-------- Exercise data
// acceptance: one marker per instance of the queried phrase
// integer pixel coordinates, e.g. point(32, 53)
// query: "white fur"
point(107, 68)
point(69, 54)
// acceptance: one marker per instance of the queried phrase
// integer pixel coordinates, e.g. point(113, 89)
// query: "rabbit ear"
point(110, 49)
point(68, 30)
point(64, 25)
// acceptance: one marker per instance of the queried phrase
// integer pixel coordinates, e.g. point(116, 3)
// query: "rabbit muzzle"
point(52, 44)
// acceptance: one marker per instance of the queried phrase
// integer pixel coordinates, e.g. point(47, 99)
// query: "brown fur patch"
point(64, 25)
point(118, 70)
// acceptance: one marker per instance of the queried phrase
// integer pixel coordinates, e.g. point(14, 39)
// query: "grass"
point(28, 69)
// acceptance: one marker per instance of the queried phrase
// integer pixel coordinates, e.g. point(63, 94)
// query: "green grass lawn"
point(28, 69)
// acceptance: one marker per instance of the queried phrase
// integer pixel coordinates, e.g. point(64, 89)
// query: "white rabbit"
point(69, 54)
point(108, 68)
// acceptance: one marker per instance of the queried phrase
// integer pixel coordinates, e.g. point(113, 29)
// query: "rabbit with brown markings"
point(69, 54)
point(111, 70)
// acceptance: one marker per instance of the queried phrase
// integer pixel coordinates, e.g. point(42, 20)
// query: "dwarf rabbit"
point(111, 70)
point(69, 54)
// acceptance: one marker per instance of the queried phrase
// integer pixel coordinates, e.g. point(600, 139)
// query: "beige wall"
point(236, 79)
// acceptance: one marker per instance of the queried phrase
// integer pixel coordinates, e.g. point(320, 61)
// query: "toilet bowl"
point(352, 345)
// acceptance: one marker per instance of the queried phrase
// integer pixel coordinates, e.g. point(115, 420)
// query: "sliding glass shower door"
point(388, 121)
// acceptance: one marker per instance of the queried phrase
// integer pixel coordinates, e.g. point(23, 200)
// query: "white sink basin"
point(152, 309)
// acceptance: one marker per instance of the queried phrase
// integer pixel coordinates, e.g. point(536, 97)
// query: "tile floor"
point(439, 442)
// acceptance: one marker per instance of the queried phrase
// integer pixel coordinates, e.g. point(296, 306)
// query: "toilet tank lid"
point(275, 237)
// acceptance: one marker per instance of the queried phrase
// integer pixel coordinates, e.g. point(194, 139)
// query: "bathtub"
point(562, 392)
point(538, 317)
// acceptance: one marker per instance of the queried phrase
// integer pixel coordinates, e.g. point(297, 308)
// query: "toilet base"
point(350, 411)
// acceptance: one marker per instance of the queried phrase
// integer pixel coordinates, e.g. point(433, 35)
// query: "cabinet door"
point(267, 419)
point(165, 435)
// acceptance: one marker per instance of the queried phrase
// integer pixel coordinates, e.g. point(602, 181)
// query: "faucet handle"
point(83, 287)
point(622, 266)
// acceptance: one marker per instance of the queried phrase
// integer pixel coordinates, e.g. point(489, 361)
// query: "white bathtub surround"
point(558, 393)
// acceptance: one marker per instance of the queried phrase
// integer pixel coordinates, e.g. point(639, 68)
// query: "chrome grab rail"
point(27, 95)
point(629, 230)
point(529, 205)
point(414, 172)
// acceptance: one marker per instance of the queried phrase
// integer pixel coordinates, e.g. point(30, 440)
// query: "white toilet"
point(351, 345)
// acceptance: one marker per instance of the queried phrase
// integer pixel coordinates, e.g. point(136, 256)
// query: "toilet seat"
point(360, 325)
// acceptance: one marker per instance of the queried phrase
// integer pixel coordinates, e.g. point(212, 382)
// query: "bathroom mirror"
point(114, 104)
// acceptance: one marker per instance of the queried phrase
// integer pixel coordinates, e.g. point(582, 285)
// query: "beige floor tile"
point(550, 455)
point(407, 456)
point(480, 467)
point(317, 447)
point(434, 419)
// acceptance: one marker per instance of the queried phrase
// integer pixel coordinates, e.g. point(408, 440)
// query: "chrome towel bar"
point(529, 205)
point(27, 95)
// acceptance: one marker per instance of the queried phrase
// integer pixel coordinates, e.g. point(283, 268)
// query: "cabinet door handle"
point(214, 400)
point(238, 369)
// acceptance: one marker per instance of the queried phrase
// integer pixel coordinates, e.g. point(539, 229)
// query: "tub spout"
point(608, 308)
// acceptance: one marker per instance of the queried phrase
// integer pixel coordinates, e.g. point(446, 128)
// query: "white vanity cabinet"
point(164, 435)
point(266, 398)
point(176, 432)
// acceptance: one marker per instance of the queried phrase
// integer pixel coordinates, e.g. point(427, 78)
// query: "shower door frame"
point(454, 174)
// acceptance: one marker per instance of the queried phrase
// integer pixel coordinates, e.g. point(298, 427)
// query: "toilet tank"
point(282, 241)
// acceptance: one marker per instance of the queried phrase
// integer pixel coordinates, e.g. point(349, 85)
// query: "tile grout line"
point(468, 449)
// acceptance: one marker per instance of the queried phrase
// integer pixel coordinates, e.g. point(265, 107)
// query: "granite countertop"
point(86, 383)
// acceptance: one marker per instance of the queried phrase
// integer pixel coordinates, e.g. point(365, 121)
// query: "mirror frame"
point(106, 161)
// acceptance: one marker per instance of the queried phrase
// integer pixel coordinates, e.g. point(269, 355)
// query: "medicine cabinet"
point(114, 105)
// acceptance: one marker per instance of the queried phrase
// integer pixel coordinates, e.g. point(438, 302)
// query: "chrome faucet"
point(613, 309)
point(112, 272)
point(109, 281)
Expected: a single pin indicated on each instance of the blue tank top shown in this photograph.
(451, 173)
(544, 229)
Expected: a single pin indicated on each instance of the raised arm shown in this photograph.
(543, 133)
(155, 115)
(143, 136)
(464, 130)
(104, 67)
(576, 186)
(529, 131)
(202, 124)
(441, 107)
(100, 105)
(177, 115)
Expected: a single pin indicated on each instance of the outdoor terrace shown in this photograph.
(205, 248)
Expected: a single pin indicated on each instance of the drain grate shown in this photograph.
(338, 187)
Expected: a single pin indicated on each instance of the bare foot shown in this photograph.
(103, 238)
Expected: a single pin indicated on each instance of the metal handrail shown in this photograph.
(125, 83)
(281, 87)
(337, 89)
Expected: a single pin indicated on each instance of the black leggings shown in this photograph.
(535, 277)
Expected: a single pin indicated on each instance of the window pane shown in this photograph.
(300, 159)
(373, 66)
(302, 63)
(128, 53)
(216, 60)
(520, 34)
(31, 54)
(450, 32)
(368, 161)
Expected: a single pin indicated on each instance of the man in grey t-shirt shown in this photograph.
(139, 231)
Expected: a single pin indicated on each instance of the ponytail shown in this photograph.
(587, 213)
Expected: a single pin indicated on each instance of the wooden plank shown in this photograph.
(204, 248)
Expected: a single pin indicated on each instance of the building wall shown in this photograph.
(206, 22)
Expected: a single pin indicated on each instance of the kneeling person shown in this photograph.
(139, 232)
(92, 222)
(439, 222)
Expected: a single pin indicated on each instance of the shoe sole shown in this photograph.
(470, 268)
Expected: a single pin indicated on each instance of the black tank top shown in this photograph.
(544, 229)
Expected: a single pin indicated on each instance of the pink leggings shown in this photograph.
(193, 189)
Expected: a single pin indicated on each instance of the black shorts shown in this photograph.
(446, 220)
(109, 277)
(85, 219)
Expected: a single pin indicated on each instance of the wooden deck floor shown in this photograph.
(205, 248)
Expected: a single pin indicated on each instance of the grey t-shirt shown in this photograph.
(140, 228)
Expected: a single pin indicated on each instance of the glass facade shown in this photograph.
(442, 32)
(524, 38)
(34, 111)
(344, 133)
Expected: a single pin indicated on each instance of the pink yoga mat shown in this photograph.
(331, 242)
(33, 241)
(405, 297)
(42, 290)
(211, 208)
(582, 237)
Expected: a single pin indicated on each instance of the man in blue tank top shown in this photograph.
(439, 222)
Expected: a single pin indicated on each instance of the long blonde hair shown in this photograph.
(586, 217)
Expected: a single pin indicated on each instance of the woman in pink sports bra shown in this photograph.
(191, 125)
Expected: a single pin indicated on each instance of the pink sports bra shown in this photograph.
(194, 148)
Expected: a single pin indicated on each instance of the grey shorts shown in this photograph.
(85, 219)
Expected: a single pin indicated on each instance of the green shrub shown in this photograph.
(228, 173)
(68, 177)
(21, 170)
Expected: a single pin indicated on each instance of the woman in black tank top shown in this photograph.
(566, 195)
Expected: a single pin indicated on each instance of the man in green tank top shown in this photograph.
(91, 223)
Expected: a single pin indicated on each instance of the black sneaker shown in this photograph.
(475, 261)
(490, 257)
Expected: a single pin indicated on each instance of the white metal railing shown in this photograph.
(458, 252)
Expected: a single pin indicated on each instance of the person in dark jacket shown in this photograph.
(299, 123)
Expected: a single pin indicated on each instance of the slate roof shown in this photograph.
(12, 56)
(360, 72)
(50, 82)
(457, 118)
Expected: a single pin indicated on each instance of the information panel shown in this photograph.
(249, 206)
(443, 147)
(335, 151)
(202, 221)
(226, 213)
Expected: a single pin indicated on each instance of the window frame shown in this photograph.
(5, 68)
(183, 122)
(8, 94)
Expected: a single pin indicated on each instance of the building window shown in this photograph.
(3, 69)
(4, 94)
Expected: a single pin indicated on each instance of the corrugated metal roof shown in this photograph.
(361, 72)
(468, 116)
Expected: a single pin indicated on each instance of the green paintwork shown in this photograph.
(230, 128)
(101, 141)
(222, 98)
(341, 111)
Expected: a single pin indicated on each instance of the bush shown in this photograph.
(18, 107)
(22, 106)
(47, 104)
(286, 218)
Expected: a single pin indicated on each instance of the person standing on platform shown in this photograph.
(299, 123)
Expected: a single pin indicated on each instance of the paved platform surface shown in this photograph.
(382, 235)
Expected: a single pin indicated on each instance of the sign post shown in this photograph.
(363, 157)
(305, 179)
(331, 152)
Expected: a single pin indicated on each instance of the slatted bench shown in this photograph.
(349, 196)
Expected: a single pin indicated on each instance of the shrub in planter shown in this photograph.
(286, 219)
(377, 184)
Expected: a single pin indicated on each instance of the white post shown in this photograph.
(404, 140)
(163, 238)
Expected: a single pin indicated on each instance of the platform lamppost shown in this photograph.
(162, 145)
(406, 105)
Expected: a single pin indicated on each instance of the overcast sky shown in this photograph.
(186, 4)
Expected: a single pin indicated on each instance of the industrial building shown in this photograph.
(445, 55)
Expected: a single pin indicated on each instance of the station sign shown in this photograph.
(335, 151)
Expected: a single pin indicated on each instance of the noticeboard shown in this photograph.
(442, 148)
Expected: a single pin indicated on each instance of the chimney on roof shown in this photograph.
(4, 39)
----------------
== Aim ==
Reproduce the lines of the entries above exactly, but only from the line containing "white post shown in this photograph." through the final line.

== Finished task ==
Expected: a single pin indicated on each instance of the white post shown in this photograph.
(404, 140)
(163, 238)
Expected: a single pin indicated on each instance of the platform lamppost shown in this photograph.
(162, 145)
(406, 105)
Expected: a single pin indicated on each instance of the overcast sky shown in this photograph.
(186, 4)
Expected: a single pin indicated on each instance of the industrial building shown in this photograph.
(445, 55)
Expected: a single pin indicated on each instance of the station sign shown in this photograph.
(335, 151)
Expected: a single pin indicated on each instance of the noticeboard shown in this photograph.
(442, 148)
Expected: a single pin indicated on each instance of the chimney on roof shown in this photograph.
(4, 39)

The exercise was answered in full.